▶ Belge bölümü:
Gürcistan’da ulusal harekete, Pirveli Dasi (Birinci Grup) olarak adlandırılan edebi ve toplumsal hareketin kurucusu sayılan İlia Çavçavadze önderlik etti. Noe Jordania ile Karlo Çheidze’nin öncülük ettiği Marksist Sosyal Demokrat Parti de önemli hareketlerden biriydi. Bu partiye zamanla Menşevikler egemen oldu. 1917 Devrimi’nden sonra, 26 Mayıs 1918’de Gürcistan bağımsızlığını ilan etti. Almanya’nın korumasına giren ülkede Noe Jordania başkanlığında bir hükümet kuruldu.

I. Dünya Savaşı sonunda Almanya ve müttefikleri yenilince İngilizler Gürcistan’ı işgal etti. Gürcistan, savaş sonrasında Paris Barış Konferansı’na katıldı ve bugünden daha geniş sınırlarıyla 22 ülke ve Milletler Cemiyeti tarafından tanındı. Ancak Bolşevik Rusya’nın tehdidi altındaydı. Buna karşın Mayıs 1920’de Moskova yönetimince de tanındı. Buna karşın Gürcü asıllı Stalin ve Orconikidze’nin yönetimindeki Kızıl Ordu, Gürcistan’ı işgal etti ve Mart 1921’de ülkenin bağımsızlığına son verdi. Tiflis’te Bolşevik yönetimi kuruldu. Gürcistan, Transkafkasya Sovyet Federe Cumhuriyeti’ne bağlandı. Bunun üzerine 1924’te geniş çaplı bir halk ayaklanması başladıysa da Sovyet yönetimince bastırıldı. 1936 Anayasası uyarınca Gürcistan Sovyet Sosyalist Cumhuriyeti kuruldu ve Gürcistan, Sovyetler Birliği’nin 15 cumhuriyetinden biri oldu.

Yeniden bağımsızlığın ilanı​

SSCB'nin dağılma sürecine girmesinin ardından, Gürcistan`da da 1990 yılında güçlü bir bağımsızlık hareketi başlamıştır. Bu süreç içinde Gürcistan Yüksek Sovyeti tarafından, 1921 Gürcistan-SSCB Anlaşması ile 1922 Birlik Anlaşması geçersiz ilan edilmiş ve 31 Mart 1991 tarihinde Gürcistan düzeyinde referanduma gidilerek bağımsızlık yetkisi alınmış, 28 Nisan 1991'de, Gürcistan Parlamentosu Gürcistan'ın bağımsızlığını ilan etmiştir.

▶ Kayıtlı veriler:
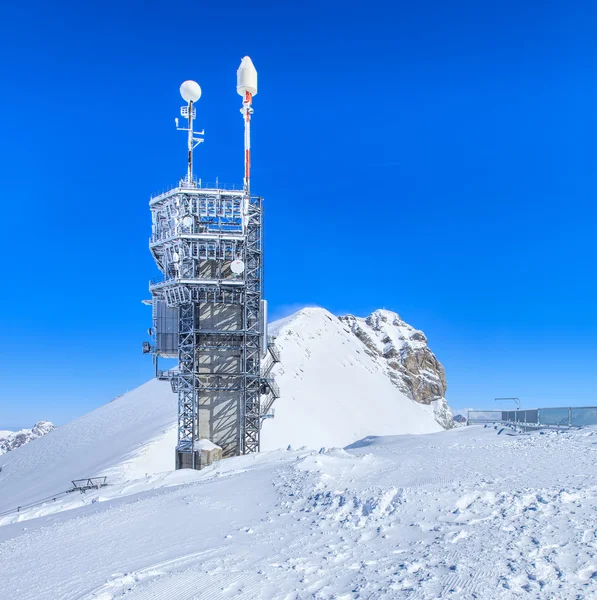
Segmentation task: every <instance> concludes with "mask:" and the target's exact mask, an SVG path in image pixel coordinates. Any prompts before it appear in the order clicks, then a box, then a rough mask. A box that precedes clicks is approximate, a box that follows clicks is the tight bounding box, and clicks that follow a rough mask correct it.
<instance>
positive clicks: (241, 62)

▶ Yapılacaklar:
**a)** Gürcistan tarihi metnine göre Gürcistan bağımsızlığını ilk kez hangi tarihte ilan etti?
**b)** Gürcistan tarihi metnindeki "I. Dünya Savaşı sonunda" diye başlayan paragrafı, ana bilgileri koruyarak madde madde yeniden yazar mısınız?
**c)** Gürcistan tarihi metnini son cümlesinden sonra sürdürür müsünüz?

▶ Görev sonuçları:
**a)** 26 Mayıs 1918'de.

**b)**
- I. Dünya Savaşı'nda Almanya ve müttefikleri yenilince İngilizler Gürcistan'ı işgal etti.
- Gürcistan, Paris Barış Konferansı'na katıldı ve bugünkünden geniş sınırlarıyla 22 ülke ve Milletler Cemiyeti tarafından tanındı.
- Bolşevik Rusya'nın tehdidi altında olmasına karşın Mayıs 1920'de Moskova yönetimince de tanındı.
- Stalin ve Orconikidze'nin yönetimindeki Kızıl Ordu ülkeyi işgal etti ve Mart 1921'de bağımsızlığına son verdi.
- Tiflis'te Bolşevik yönetimi kuruldu, Gürcistan Transkafkasya Sovyet Federe Cumhuriyeti'ne bağlandı.
- 1924'te başlayan geniş çaplı halk ayaklanması Sovyet yönetimince bastırıldı.
- 1936 Anayasası uyarınca Gürcistan Sovyet Sosyalist Cumhuriyeti kuruldu ve Sovyetler Birliği'nin 15 cumhuriyetinden biri oldu.

**c)**
1991 yılı Mayıs ayında Zviad Gamsahurdia halkın %86,5 oyu ile yeni kurulan Cumhuriyetin Başkanı oldu. 21 Aralık 1991 tarihinde başlayan iç çatışmalar, 6 Ocak 1992'de Zviad Gamsahurdia’nın ailesi ile birlikte ülkeyi terk etmesiyle son buldu. Ekim 1992’de yapılan seçimler sonucunda Eduard Şevardnadze Devlet ve Parlamento Başkanı seçildi. 2003 yılında yapılan seçimlerin ardından meydana gelen Gül Devrimi ile birlikte Mihail Saakaşvili seçimle devlet başkanlığı görevini üstlendi. Kasım 2007 tarihinde, Saakaşvili siyasal gösteriler sonrasında görevinden bir yıl erken ayrılmaya karar verdi ve yeniden devlet başkanlığı seçimlerine gidildi. 5 Ocak 2008'de yapılan devlet başkanlığı seçimlerinde Miheil Saakaşvili yeniden devlet başkanı seçildi.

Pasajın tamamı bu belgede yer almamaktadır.